**EXCERPTED TEXT:**
________
May | Asian American & Pacific Islander Heritage Month

Asian American & Pacific Islander Heritage Month Fun Facts

  • Celebrated in May each year, Asian American Pacific Islander Heritage Month recognizes the challenges faced by Asian Americans, Pacific Islanders, and Native Hawaiians and their vital contributions to the American story. The theme for this year is “Advancing Leaders Through Purpose-Driven Service.”
  • The month of May was chosen to commemorate the immigration of the first Japanese to the United States on May 7, 1843, and to mark the anniversary of the completion of the transcontinental railroad on May 10, 1869. The majority of the workers who laid the tracks were Chinese immigrants.
  • The estimated number of Asian-owned businesses in the U. S. in 2019 was about 1 out of 10 or 581,200 or 10%.
  • Bibha Chowdhuri (b. 1913, d. 1991) was an Indian physicist who worked on particle physics and cosmic rays. The first Indian woman to earn a Ph.D. in physics, Chowdhuri demonstrated that the density of penetrating events is proportional to the total particle density of an extensive air shower.
  • Dato’ Dr Adeeba Kamarulzaman specializes in HIV/AIDS and established Malaysia’s Centre for Excellence for Research in AIDS in 2007. She was named the first Asian President of the International AIDS Society and the following year, she became a member of WHO’s Science Council.
  • Edgardo Gomez was born in the Philippines in 1938 and earned a Ph.D. in Marine biology from University of California, Berkeley. Gomez devoted his life to fighting to conserve marine resources in the Philippines and led the initiative of replanting corals. Edgardo Gomez is one of only 30 scientists to have received the National Scientist of the Philippines award.
  • Connie Chung, an Asian American of Chinese descent and the second woman to anchor a nightly newscast at a major U.S. broadcast network.
  • Wataru “Wat” Misaka, an Asian American point guard of Japanese descent, who broke the color barrier in pro basketball by becoming the first non-white player and the first player of Asian descent to play in the NBA.

Continued Learning

June | LGBTQIA2S+ Pride Month

LGBTQ+ Pride Month runs through the whole month of June. This month was chosen to honor the Stonewall Riots which began on June 28th 1969 – a major turning point for the Gay Liberation movement in the U.S. Throughout this month, many cities host Pride parades and other large events to celebrate being queer and to pay tribute to those who fought for their rights and demanded legal change. The first recognized Pride Week march occurred on the anniversary of the Stonewall Uprising in 1970, and the tradition has continued since. Mines oSTEM will organize groups to attend Denver Pride events such as the Pride Fest, Parade, and 5k.
________
[Items listed in a dataset]
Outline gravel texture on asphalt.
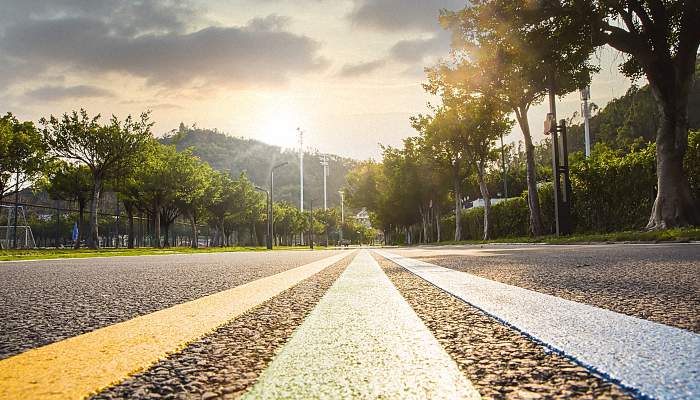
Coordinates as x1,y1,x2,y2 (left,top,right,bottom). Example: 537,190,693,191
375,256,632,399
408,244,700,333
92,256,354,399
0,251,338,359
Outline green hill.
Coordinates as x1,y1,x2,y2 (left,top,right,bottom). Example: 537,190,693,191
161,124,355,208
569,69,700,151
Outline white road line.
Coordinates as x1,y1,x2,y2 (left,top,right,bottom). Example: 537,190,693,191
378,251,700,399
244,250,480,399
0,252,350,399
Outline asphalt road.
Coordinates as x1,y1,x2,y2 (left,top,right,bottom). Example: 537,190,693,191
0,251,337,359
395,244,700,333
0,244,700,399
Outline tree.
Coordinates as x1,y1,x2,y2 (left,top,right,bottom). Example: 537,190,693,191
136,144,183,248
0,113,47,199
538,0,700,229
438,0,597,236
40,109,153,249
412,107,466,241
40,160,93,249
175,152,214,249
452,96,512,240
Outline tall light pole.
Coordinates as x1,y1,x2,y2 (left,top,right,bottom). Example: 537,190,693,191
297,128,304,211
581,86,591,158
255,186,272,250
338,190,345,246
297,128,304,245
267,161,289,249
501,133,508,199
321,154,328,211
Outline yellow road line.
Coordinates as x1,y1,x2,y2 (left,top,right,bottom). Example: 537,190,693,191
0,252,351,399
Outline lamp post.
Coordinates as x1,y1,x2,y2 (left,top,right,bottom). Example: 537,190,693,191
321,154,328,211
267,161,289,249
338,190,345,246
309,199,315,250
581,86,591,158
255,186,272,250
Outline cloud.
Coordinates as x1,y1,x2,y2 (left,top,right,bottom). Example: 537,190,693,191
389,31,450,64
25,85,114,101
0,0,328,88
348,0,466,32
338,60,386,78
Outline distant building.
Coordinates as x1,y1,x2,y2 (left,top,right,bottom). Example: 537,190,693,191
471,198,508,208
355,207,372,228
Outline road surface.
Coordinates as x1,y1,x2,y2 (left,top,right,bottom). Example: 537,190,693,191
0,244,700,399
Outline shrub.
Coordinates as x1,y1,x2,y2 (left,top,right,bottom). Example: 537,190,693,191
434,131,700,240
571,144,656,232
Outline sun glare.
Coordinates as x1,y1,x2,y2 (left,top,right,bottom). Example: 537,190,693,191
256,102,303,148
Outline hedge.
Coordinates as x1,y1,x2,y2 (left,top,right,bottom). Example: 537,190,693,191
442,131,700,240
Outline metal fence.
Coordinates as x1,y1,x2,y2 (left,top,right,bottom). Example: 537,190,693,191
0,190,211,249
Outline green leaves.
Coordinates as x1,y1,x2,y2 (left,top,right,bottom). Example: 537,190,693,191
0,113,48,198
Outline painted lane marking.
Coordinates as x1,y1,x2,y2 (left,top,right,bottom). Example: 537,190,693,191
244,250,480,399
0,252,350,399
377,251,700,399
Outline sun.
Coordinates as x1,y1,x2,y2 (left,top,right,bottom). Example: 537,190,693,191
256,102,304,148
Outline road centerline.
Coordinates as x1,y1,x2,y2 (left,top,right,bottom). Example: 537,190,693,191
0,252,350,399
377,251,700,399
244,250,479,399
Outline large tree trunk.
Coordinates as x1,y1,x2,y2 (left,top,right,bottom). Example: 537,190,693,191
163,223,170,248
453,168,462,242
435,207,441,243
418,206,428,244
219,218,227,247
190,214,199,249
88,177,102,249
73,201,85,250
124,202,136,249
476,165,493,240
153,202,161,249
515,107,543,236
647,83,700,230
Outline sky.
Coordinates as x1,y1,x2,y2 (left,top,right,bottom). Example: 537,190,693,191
________
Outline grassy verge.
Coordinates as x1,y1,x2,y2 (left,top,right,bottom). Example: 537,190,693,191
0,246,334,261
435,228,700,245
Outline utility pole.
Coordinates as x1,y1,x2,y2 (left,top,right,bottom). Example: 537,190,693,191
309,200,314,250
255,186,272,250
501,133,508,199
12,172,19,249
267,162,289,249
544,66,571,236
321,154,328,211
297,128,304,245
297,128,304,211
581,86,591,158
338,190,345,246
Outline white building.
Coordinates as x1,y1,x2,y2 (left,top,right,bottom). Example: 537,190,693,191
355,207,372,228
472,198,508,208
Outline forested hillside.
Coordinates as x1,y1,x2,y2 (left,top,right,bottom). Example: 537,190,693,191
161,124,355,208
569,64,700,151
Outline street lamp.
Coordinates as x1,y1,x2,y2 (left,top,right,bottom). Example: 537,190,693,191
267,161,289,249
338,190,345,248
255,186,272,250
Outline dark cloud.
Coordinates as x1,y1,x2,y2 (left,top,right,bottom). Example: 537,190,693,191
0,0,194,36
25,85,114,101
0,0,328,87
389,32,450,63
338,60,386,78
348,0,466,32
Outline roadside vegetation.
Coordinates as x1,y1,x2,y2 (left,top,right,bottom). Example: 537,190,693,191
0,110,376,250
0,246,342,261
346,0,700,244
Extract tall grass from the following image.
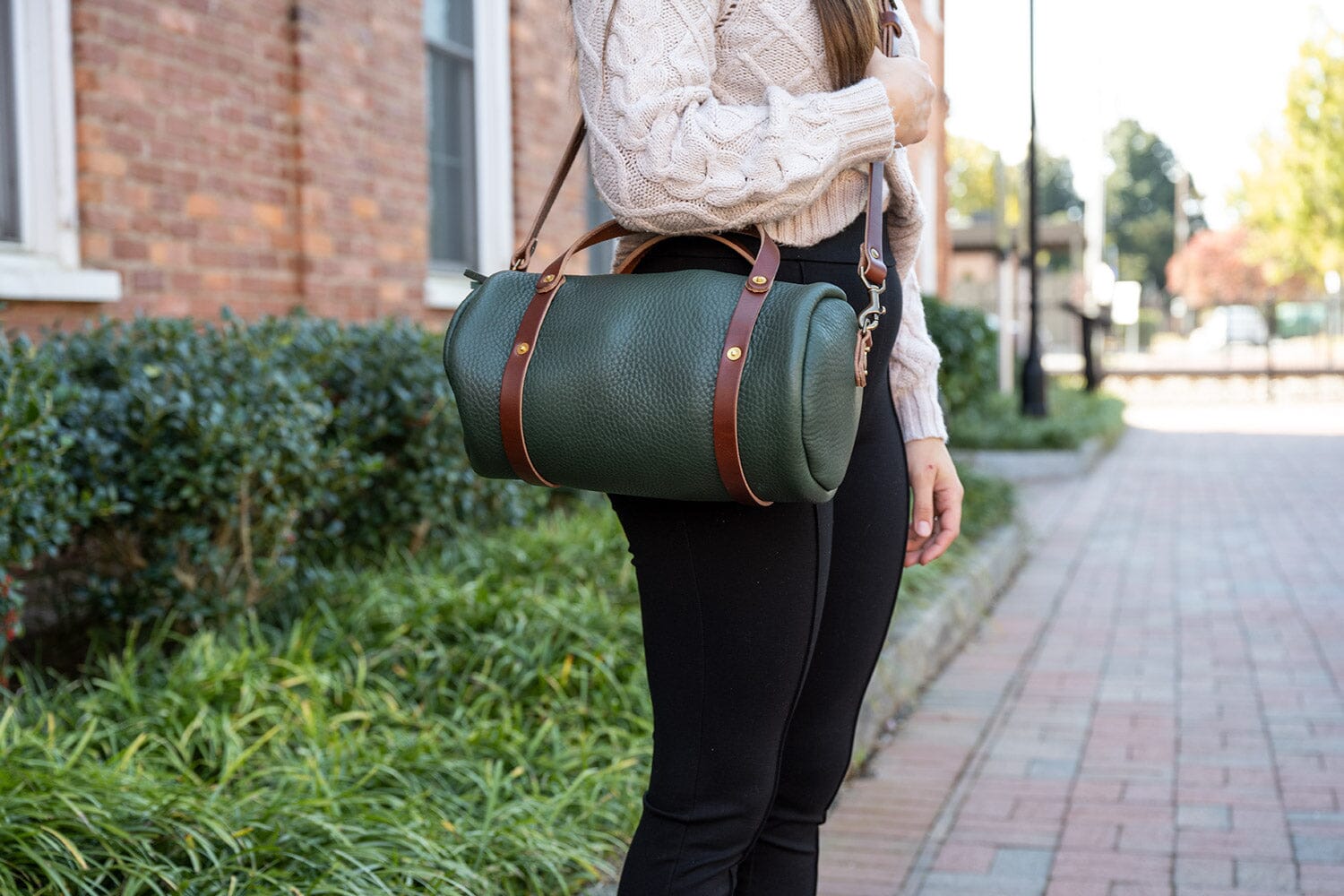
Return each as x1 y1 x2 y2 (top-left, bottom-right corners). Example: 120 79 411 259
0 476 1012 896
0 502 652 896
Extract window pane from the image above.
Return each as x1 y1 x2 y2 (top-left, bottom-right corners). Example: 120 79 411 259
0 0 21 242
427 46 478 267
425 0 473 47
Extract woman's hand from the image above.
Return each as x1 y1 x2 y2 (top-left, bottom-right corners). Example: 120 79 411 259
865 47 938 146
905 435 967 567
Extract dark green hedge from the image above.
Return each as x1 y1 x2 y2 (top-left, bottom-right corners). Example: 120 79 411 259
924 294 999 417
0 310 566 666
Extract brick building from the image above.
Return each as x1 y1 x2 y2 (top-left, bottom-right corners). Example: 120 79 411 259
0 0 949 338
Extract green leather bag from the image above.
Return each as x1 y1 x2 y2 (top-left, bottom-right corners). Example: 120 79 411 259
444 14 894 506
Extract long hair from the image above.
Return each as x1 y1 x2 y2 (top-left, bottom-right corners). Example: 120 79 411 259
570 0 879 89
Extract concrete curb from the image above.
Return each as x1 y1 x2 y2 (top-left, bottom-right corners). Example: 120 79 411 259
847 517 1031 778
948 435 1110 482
________
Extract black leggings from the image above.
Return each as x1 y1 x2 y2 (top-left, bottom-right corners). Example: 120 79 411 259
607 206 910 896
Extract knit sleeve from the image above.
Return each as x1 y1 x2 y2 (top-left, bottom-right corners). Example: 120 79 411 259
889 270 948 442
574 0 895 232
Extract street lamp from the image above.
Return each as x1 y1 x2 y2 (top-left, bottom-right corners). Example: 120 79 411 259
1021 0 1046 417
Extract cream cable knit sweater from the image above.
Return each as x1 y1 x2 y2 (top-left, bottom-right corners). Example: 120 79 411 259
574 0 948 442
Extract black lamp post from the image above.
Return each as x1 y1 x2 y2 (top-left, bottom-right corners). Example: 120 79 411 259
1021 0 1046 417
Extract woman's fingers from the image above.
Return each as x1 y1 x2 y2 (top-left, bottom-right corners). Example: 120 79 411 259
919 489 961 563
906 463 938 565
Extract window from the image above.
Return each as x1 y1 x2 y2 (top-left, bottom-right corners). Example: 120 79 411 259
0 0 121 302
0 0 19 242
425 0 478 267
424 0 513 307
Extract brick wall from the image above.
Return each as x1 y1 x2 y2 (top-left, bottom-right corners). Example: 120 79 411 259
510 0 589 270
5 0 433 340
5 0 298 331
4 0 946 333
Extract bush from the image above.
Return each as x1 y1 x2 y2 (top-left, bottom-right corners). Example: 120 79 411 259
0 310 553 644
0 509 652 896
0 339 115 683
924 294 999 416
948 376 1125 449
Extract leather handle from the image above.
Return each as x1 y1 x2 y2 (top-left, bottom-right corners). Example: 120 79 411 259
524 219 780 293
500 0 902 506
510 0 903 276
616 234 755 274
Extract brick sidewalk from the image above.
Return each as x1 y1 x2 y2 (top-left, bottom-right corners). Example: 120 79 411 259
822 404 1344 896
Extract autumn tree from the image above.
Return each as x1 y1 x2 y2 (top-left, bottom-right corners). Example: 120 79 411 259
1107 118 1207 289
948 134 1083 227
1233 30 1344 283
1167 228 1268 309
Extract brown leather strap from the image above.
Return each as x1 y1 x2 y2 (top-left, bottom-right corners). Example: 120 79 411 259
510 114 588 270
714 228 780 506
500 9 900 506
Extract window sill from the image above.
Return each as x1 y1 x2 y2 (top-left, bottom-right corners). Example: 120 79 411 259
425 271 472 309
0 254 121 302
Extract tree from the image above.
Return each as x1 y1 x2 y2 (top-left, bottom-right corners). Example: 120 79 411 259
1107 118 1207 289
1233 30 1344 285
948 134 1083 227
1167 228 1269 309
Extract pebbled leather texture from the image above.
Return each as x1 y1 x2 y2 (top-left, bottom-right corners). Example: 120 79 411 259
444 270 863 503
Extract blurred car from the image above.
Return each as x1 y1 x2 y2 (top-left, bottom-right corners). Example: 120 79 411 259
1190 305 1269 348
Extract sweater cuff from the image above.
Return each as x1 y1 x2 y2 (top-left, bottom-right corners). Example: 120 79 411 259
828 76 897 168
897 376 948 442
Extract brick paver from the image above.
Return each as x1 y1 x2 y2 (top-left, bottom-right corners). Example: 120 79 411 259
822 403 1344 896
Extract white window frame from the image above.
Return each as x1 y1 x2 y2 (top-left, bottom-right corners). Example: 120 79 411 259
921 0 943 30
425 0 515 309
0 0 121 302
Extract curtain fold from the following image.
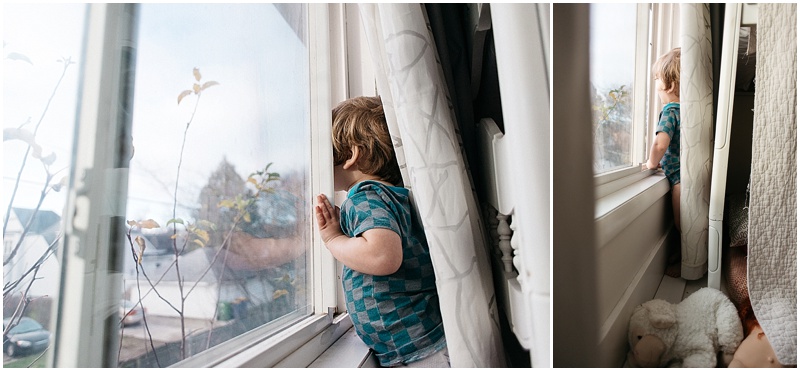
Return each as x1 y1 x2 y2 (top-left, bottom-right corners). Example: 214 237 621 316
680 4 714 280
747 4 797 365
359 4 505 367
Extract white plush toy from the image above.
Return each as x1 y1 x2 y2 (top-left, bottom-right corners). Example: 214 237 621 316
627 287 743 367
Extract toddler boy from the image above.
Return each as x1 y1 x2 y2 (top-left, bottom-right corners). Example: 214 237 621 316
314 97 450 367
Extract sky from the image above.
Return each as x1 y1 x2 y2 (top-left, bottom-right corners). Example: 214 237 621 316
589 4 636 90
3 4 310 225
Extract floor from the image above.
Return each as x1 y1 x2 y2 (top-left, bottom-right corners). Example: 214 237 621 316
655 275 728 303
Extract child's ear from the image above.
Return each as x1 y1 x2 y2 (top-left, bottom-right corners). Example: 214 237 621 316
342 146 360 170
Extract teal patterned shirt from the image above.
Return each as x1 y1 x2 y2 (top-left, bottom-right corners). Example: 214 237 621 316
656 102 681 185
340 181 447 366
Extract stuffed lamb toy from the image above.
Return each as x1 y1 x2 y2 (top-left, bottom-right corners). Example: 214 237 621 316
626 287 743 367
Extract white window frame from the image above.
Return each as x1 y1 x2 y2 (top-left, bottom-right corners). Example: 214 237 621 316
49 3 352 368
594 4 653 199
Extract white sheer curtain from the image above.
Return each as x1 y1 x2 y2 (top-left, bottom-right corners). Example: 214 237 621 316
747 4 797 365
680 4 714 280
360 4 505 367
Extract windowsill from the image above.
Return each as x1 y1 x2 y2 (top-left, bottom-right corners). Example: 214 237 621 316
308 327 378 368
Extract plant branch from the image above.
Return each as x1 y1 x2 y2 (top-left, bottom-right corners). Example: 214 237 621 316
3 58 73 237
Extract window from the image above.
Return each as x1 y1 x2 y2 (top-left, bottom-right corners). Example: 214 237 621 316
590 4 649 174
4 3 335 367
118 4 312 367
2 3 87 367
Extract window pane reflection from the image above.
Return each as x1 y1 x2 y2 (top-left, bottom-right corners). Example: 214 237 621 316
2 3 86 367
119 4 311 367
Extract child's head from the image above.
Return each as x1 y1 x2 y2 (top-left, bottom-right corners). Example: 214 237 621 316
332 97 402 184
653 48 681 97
________
**TASK TO CARRY OUT:**
Edit the heritage months text from "Asian American & Pacific Islander Heritage Month Fun" up to and including "581,200 or 10%.", putting "immigrants from China" in place of "Chinese immigrants". Rely only on the heritage months text and not on the rows.

**TASK ANSWER:**
Asian American & Pacific Islander Heritage Month Fun Facts

  • Celebrated in May each year, Asian American Pacific Islander Heritage Month recognizes the challenges faced by Asian Americans, Pacific Islanders, and Native Hawaiians and their vital contributions to the American story. The theme for this year is “Advancing Leaders Through Purpose-Driven Service.”
  • The month of May was chosen to commemorate the immigration of the first Japanese to the United States on May 7, 1843, and to mark the anniversary of the completion of the transcontinental railroad on May 10, 1869. The majority of the workers who laid the tracks were immigrants from China.
  • The estimated number of Asian-owned businesses in the U. S. in 2019 was about 1 out of 10 or 581,200 or 10%.